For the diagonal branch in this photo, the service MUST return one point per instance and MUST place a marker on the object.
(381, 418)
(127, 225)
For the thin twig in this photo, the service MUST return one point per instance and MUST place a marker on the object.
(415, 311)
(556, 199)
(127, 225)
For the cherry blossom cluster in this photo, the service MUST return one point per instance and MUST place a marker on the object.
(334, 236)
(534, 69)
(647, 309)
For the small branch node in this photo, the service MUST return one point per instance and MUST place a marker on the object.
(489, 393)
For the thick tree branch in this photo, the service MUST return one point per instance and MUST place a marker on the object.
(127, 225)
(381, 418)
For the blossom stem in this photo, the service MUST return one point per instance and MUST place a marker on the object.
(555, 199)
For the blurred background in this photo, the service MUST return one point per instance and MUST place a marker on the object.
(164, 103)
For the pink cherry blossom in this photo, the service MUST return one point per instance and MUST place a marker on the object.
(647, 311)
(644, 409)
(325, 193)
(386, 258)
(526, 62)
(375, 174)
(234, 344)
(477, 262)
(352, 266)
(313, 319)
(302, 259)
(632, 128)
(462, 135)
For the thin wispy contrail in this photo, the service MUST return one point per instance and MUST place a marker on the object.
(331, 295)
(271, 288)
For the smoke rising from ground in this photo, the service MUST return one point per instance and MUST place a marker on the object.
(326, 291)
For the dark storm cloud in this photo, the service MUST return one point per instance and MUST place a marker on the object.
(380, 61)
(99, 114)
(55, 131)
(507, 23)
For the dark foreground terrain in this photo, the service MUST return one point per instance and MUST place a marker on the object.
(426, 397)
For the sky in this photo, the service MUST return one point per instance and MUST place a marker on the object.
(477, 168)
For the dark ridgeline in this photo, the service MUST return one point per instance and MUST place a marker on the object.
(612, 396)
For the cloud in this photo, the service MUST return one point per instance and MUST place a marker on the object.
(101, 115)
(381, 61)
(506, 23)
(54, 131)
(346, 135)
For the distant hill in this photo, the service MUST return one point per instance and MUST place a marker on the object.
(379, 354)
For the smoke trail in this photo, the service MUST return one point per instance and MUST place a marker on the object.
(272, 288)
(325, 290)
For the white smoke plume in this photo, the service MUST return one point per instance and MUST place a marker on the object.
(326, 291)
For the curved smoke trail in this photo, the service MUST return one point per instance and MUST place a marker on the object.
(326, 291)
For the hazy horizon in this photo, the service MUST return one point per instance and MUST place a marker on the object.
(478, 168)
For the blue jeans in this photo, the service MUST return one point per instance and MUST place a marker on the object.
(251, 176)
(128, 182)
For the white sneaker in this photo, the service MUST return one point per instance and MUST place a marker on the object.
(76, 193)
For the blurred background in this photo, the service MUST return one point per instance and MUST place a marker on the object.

• • • • •

WHAT NEEDS TO BE DONE:
Using the material above, reproduce exactly the line that contains "For the dark ridgeline" and all lines after it through the last one, and only those.

CORRECT OUTPUT:
For the dark ridgeline in this photo, the service MUST return one point per instance and MUST place a marker on the object.
(612, 396)
For the cloud in this photo, the service MUST return one point per instance and MUST place a marker on the object.
(101, 115)
(381, 61)
(506, 23)
(54, 131)
(346, 135)
For the distant hill in this photo, the service MUST return one point per instance and MUST place a marker on the object.
(379, 354)
For the smoke trail in this photo, the service MUST return one point per instance and MUST place a marker on the object.
(272, 288)
(325, 290)
For the white smoke plume in this photo, the service MUST return one point per instance and MUST place a marker on the object.
(326, 291)
For the curved smoke trail in this photo, the service MUST return one point per instance and MUST place a marker on the object.
(326, 291)
For the hazy horizon in this photo, the service MUST return one point per instance and MUST place a marker on the object.
(478, 168)
For the blue jeans in this photo, the service MUST return one point per instance and MUST place a marker on the object.
(251, 176)
(128, 182)
For the white sneaker in this photo, the service MUST return one point per instance and MUST place a marker on the object.
(76, 193)
For the blurred background in this photo, the service MUST return one point per instance and MUST place a marker on the object.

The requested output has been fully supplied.